_Given request 1_
Extract a passage from the Go storage engines page below, copied verbatim: begin at the words "Hash Index - Bitcask-inspired" and stop after the words "and usage guides.".

-- begin Provided passage --

Storage Engines in Go

A collection of high-performance, production-ready key-value storage engine implementations in Go, with comprehensive benchmarking and detailed documentation.

Overview

This project implements three production-ready storage engines from scratch, each with different trade-offs and use cases:

Hash Index - Bitcask-inspired append-only log with in-memory hash index
LSM-Tree - Log-Structured Merge-Tree with multi-level compaction and bloom filters
B-Tree - Page-based B-tree with WAL, concurrent operations, and in-place updates

Each engine is fully documented with architecture details, performance characteristics, and usage guides.

Quick Comparison

Feature	Hash Index	LSM-Tree	B-Tree
Write Speed	⭐⭐⭐⭐⭐ Very Fast	⭐⭐⭐⭐ Fast	⭐⭐⭐⭐ Fast
Read Speed	⭐⭐⭐⭐⭐ Very Fast (O(1))	⭐⭐⭐⭐ Good	⭐⭐⭐⭐ Fast (O(log n))
Range Scans	❌ Not Supported	✅ Excellent	✅ Excellent
Memory Usage	🟡 Higher (all keys)	🟢 Lower (bloom filters)	🟢 Low (LRU cache)
Space Amplification	🟡 5-6x	🟢 1.5-2.5x	🟢 1.0-1.1x ← BEST
Write Amplification	🟢 1.5-2.5x	🟡 4-10x	🟢 2-3x (with WAL)
Update Performance	🟡 Slow (append)	🟡 Slow (append)	🟢 Fast (in-place)

-- end Provided passage --
-- begin Listed records --

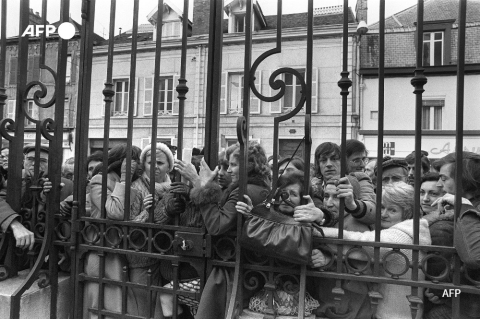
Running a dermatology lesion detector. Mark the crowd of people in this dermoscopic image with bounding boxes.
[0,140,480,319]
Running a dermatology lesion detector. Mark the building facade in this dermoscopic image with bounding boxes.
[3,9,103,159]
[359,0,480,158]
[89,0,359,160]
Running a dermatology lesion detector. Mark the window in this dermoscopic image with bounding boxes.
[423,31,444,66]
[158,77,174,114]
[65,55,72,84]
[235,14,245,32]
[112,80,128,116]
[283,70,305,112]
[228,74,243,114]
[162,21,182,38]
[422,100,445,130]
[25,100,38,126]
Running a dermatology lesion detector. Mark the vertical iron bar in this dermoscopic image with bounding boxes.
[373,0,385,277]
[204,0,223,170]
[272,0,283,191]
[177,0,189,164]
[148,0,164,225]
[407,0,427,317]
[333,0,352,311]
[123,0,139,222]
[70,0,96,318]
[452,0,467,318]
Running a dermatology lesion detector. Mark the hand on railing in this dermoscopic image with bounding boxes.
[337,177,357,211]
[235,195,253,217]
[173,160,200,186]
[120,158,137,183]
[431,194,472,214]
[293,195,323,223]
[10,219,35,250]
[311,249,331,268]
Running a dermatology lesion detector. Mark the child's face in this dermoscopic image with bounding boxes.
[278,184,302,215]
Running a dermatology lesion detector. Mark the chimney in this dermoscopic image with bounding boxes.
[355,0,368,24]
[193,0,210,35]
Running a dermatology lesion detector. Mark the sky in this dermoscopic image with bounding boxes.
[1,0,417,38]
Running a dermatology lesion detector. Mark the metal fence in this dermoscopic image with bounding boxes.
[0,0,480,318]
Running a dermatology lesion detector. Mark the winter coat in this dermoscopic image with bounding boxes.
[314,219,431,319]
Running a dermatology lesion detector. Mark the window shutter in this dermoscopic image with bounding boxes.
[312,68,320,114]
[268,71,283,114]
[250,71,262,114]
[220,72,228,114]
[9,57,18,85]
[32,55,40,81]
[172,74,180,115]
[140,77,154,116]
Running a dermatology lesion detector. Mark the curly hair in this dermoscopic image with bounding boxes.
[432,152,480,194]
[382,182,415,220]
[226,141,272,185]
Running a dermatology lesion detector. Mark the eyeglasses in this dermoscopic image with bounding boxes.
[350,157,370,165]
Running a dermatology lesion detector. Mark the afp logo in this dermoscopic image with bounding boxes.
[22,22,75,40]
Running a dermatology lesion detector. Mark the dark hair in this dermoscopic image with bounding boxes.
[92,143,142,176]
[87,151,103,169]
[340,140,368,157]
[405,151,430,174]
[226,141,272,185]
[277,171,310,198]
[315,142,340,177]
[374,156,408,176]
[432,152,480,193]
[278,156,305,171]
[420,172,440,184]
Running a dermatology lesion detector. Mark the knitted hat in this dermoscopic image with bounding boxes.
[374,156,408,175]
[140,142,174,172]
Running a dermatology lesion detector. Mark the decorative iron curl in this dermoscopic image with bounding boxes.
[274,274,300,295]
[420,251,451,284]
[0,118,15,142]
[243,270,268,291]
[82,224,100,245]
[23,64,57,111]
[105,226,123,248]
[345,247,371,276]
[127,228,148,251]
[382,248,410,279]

-- end Listed records --
-- begin Listed records --

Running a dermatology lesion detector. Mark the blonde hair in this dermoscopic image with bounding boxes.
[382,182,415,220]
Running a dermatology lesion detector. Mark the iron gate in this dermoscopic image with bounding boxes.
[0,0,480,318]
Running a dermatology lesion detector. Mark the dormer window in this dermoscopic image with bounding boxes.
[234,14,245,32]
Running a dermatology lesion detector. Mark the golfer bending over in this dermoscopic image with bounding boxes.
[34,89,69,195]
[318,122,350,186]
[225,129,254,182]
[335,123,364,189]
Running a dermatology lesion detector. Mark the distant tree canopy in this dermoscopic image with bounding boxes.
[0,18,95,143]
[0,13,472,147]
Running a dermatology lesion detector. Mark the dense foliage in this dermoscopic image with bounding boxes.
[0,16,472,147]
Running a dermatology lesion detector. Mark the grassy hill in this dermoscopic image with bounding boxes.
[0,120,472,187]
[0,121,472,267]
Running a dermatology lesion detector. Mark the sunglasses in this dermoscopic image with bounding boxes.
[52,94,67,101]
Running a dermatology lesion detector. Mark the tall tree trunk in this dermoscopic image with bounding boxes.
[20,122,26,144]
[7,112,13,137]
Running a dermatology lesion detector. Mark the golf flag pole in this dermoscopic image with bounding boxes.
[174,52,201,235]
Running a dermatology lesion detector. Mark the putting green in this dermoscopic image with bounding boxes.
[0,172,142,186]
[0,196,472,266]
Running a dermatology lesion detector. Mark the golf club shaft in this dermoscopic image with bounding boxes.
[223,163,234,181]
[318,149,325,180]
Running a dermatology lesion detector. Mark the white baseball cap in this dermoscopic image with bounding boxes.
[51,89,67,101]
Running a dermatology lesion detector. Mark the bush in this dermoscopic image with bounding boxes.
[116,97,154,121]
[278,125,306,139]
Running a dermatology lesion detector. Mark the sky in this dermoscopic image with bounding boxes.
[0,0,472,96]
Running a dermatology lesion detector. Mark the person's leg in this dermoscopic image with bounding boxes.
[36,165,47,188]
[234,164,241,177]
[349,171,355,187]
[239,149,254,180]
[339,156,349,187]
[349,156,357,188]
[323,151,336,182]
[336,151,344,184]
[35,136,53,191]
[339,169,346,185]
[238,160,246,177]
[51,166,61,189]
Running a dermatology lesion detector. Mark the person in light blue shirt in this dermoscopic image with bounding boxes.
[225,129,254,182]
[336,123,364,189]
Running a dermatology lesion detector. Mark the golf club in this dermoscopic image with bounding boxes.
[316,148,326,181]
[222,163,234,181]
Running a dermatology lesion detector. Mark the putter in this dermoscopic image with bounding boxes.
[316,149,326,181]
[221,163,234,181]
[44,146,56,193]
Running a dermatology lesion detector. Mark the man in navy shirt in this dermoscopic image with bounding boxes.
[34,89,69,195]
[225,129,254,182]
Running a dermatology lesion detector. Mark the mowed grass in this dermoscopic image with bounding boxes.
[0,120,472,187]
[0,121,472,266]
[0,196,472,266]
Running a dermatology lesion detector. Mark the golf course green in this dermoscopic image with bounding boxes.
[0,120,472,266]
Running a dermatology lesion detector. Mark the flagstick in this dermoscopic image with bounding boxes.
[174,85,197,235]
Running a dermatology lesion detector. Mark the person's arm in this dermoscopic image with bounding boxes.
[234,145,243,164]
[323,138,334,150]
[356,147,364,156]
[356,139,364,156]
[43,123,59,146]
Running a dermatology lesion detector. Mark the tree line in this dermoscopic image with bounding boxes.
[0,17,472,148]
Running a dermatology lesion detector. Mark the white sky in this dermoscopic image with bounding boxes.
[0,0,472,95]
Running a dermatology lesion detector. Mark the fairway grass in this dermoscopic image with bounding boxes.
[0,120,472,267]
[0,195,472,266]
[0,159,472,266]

-- end Listed records --

_Given request 2_
Extract every line from the rows above that contains the word "hair".

_Full output 1_
Hash Index - Bitcask-inspired append-only log with in-memory hash index
LSM-Tree - Log-Structured Merge-Tree with multi-level compaction and bloom filters
B-Tree - Page-based B-tree with WAL, concurrent operations, and in-place updates

Each engine is fully documented with architecture details, performance characteristics, and usage guides.

_Full output 2_
Running a dermatology lesion detector. Mark the curly hair in this dermoscopic image with bounding boxes.
Running a dermatology lesion detector. Mark the dark hair in this dermoscopic image with bounding boxes.
Running a dermatology lesion detector. Mark the blonde hair in this dermoscopic image with bounding boxes.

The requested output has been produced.